# Consignes:
1. Recopiez mot pour mot le passage de l'entretien avec Marcel Barelli commençant par « Marcel Barelli : Disons » et se poursuivant jusqu'à « à ma façon. ».
2. Traduisez en anglais cette phrase de l'entretien avec Marcel Barelli : « C’est un peu ma mère qui m’a poussé vers cette voie en me disant qu’avec un crayon et du papier on ne s’ennuie jamais. »

# Extrait cité:

Marcel Barelli • Réalisateur de Mary Anning
"Mary Anning transmet une force positive"
par Muriel Del Don
- Le réalisateur suisse parle avec nous de son amour pour les animaux, la musique et les personnages hors-norme dont la protagoniste de son film fait incontestablement partie

Après une série de courts-métrages sélectionnés dans de nombreux festivals, Marcel Barelli revient avec un premier long métrage d’animation intitulé Mary Anning [+lire aussi :
critique
interview : Marcel Barelli
fiche film], sur un personnage réel qui a chamboulé le monde des sciences. À l’occasion de la présentation du film en première mondiale au Festival International du film d’animation d’Annecy, Barelli nous parle du rapport qu’il entretient avec l’animation, de ce que la protagoniste peut nous apprendre sur le monde et de l’importance de rester soi mêmes, peu importe les adversités.
Cineuropa : Est-ce que vous avez toujours voulu travailler dans le monde de l’animation ?
Marcel Barelli : Disons que j’ai toujours dessiné. C’est un peu ma mère qui m’a poussé vers cette voie en me disant qu’avec un crayon et du papier on ne s’ennuie jamais. Cela dit, jusqu’à mes 16 ans je ne savais pas qu’on pouvait en faire un métier et je n’avais jamais pris ça au sérieux. Je voulais devenir paléontologue. Mon autre passion était le cinéma mais, là aussi, je ne savais pas qu’on pouvait en faire un métier. Finalement, après avoir fait un apprentissage en chimie et avoir passé du temps à réfléchir, je me suis inscrit à une école de cinéma à Genève. Assez vite, sans même penser au dessin, je me suis rendu compte que le plateau, les acteurs, la caméra n’étaient pas forcément quelque chose qui me plaisait. En me sentant très à l’aise avec le dessin, l’animation m’a semblé une évidence. Je voulais raconter des histoires mais avec mes dessins, à ma façon.
Quelle image vouliez-vous donner de Mary Anning ?
Très vite, j’ai décidé que ça devait être un film pour les enfants, pour les familles. Du coup, j’ai décidé de me concentrer sur la jeunesse de Mary Anning. Même si elle a réellement existé, il ne s’agit pas d’un personnage historique richement documenté. Cela nous a avantagés parce qu’on pouvait fictionnaliser certaines choses. Ça ne m’intéresse pas du tout de créer des histoires de fiction, c’est pour cette raison que, dans mes films, il y a toujours une partie de vérité. Pour ma première fiction, je voulais que la vie de Mary Anning telle que je la racontais soit en bonne partie réelle. J’avais envie que le public comprenne qu’on peut la considérer comme la créatrice de la paléontologie, celle qui a fait une découverte qui a chamboulé le monde des sciences. Pour ce qui est de mes motivations, il y en a deux : réaliser un film que j’aurais bien voulu voir quand j’avais 10 ans et réaliser un film que j’aurais voulu que mes enfants voient quand ils avaient 10 ans. Je voulais réaliser un film sur un personnage presque contre-courant, historiquement un peu anachronique. Mary Anning est une femme, elle est pauvre et elle crapote dans la boue, même si c’est mal vu. Sa cohérence est une force, quelque chose d’exemplaire. Elle transmet une force positive que j’avais envie de transposer dans le film, elle tient bon pour continuer à faire ce qu’elle aime, quelque chose de juste et d’important.

# Liste des données:
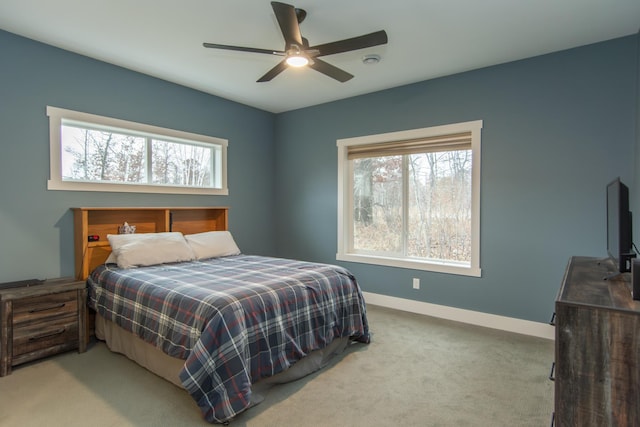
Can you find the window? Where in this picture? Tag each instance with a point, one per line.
(412, 199)
(95, 153)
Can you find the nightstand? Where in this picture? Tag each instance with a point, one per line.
(40, 320)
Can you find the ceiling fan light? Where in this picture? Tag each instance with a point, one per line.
(297, 60)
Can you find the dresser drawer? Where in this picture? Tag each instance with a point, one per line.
(35, 337)
(27, 311)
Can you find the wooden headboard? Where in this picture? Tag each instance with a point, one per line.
(102, 221)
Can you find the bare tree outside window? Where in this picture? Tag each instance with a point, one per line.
(437, 225)
(102, 156)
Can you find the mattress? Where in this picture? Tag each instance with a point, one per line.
(233, 321)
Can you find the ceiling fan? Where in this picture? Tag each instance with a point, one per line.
(298, 53)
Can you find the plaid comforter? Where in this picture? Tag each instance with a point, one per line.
(234, 320)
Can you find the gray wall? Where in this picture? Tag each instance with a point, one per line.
(36, 226)
(557, 129)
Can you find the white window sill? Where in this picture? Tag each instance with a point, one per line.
(438, 267)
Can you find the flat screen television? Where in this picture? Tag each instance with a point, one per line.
(619, 232)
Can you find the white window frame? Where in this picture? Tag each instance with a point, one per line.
(346, 251)
(58, 115)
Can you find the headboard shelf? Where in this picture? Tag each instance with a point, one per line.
(101, 221)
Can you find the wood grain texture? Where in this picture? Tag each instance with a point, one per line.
(597, 348)
(41, 320)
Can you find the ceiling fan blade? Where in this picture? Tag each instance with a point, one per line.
(355, 43)
(330, 70)
(288, 21)
(280, 67)
(243, 49)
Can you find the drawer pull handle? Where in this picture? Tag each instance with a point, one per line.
(36, 310)
(47, 335)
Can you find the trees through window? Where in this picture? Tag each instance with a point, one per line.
(113, 155)
(411, 199)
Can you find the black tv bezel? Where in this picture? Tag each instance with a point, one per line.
(619, 225)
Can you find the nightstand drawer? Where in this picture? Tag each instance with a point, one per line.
(35, 337)
(27, 311)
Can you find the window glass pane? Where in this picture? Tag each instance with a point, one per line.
(181, 164)
(102, 156)
(439, 217)
(377, 204)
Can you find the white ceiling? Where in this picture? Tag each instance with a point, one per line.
(427, 39)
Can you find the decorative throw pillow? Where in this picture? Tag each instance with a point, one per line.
(134, 250)
(211, 244)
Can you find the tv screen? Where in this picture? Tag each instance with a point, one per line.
(619, 234)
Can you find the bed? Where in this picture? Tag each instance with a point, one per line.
(179, 298)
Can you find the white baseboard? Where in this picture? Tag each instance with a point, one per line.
(510, 324)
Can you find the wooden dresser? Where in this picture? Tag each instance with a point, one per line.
(41, 320)
(597, 366)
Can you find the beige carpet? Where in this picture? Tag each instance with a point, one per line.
(418, 371)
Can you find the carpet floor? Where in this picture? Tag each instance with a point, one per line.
(418, 371)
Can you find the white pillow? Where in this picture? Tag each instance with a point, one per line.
(133, 250)
(211, 244)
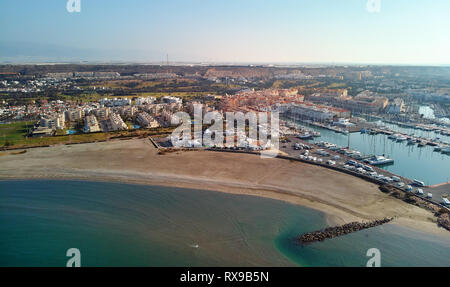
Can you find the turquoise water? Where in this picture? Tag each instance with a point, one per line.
(133, 225)
(411, 161)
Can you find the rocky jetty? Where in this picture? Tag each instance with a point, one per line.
(332, 232)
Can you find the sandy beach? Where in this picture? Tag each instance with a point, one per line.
(342, 197)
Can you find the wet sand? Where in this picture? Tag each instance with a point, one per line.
(342, 197)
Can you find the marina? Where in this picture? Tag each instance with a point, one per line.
(420, 160)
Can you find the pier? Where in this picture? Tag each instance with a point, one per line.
(332, 232)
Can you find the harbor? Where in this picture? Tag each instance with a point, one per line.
(416, 161)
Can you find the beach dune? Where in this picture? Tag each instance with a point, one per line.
(342, 197)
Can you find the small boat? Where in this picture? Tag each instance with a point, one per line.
(392, 137)
(418, 183)
(305, 136)
(379, 160)
(446, 201)
(401, 138)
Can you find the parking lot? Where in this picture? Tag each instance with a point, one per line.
(315, 153)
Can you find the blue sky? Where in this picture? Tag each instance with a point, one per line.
(308, 31)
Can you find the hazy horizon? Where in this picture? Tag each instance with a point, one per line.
(287, 32)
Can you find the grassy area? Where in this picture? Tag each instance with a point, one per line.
(14, 136)
(14, 132)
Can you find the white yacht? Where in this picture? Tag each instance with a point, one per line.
(379, 160)
(418, 183)
(401, 138)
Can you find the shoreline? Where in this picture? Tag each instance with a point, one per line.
(355, 200)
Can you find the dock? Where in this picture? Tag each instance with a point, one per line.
(336, 231)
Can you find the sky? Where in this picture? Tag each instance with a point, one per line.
(413, 32)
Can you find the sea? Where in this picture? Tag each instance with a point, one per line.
(113, 224)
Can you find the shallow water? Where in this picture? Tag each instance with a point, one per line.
(133, 225)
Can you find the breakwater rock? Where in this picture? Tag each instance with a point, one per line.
(332, 232)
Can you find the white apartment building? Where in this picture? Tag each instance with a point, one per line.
(146, 121)
(145, 101)
(91, 124)
(115, 123)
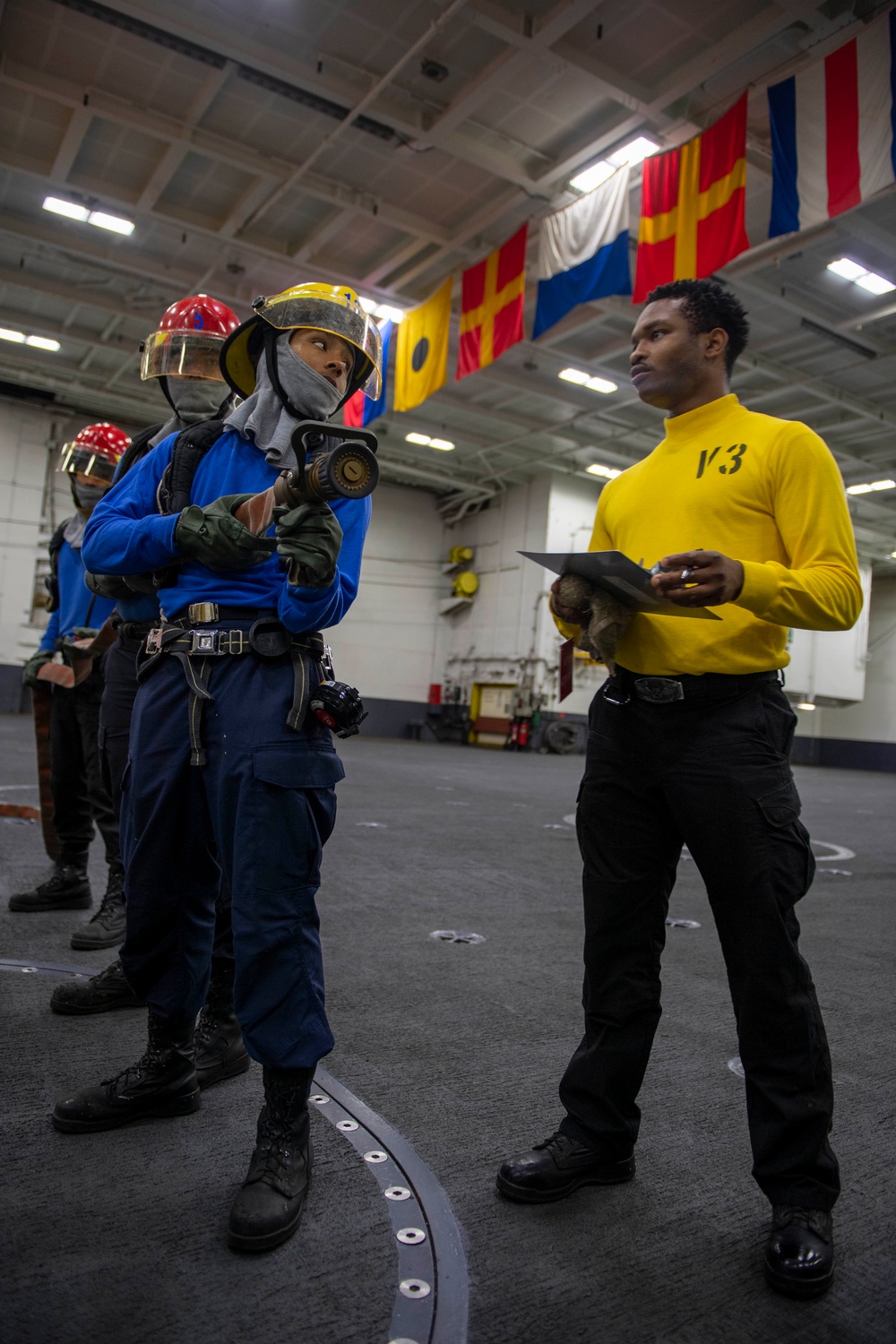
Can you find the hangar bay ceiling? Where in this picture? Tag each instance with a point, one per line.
(392, 142)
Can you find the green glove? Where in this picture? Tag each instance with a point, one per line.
(309, 538)
(217, 539)
(32, 667)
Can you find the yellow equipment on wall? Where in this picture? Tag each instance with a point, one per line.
(466, 583)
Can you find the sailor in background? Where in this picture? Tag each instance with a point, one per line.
(228, 766)
(80, 796)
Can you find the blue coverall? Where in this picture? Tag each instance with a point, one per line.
(263, 804)
(78, 789)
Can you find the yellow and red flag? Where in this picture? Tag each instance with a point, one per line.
(492, 297)
(692, 206)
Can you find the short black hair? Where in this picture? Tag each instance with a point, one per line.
(708, 304)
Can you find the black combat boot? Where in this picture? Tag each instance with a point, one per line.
(799, 1252)
(163, 1082)
(220, 1040)
(65, 889)
(101, 994)
(107, 929)
(556, 1168)
(269, 1207)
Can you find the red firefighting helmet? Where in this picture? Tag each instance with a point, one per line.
(96, 452)
(188, 340)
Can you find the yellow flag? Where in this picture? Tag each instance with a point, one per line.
(421, 358)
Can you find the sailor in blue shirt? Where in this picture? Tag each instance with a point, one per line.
(226, 765)
(80, 797)
(183, 359)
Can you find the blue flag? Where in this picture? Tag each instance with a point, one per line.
(583, 252)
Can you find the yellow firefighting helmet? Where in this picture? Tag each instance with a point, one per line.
(328, 308)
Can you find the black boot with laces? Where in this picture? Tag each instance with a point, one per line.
(269, 1206)
(163, 1082)
(220, 1040)
(99, 994)
(65, 889)
(107, 929)
(799, 1252)
(556, 1168)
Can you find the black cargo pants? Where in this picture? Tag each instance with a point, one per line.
(710, 771)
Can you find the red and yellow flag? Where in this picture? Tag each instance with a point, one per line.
(692, 206)
(492, 297)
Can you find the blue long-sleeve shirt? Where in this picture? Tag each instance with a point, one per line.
(126, 534)
(77, 604)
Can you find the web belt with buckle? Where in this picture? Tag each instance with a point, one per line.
(659, 690)
(268, 639)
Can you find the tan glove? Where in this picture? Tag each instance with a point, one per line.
(607, 621)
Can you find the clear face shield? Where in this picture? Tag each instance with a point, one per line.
(83, 461)
(182, 355)
(352, 325)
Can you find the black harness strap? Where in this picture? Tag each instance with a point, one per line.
(195, 650)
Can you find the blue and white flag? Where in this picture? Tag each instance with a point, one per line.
(583, 252)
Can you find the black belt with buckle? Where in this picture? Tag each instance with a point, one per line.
(667, 690)
(268, 637)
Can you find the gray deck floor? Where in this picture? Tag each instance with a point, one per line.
(118, 1238)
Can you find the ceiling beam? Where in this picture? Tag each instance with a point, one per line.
(72, 142)
(121, 112)
(362, 105)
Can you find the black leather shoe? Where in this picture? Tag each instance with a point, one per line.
(101, 994)
(799, 1252)
(271, 1203)
(65, 889)
(220, 1040)
(163, 1082)
(107, 929)
(556, 1168)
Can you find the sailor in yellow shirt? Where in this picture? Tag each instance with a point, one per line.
(688, 744)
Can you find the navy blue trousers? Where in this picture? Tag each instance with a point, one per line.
(263, 806)
(116, 710)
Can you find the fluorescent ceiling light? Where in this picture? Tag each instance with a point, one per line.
(874, 284)
(582, 379)
(72, 210)
(632, 153)
(863, 277)
(866, 487)
(444, 445)
(115, 223)
(847, 268)
(66, 207)
(592, 177)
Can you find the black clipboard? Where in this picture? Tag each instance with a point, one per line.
(619, 577)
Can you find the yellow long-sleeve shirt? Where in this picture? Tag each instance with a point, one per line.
(763, 491)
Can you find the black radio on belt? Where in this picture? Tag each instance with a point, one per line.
(339, 707)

# Corrigé des exercices:
1.
Marcel Barelli : Disons que j’ai toujours dessiné. C’est un peu ma mère qui m’a poussé vers cette voie en me disant qu’avec un crayon et du papier on ne s’ennuie jamais. Cela dit, jusqu’à mes 16 ans je ne savais pas qu’on pouvait en faire un métier et je n’avais jamais pris ça au sérieux. Je voulais devenir paléontologue. Mon autre passion était le cinéma mais, là aussi, je ne savais pas qu’on pouvait en faire un métier. Finalement, après avoir fait un apprentissage en chimie et avoir passé du temps à réfléchir, je me suis inscrit à une école de cinéma à Genève. Assez vite, sans même penser au dessin, je me suis rendu compte que le plateau, les acteurs, la caméra n’étaient pas forcément quelque chose qui me plaisait. En me sentant très à l’aise avec le dessin, l’animation m’a semblé une évidence. Je voulais raconter des histoires mais avec mes dessins, à ma façon.

2. It was more or less my mother who pushed me down this path, telling me that with a pencil and paper you are never bored.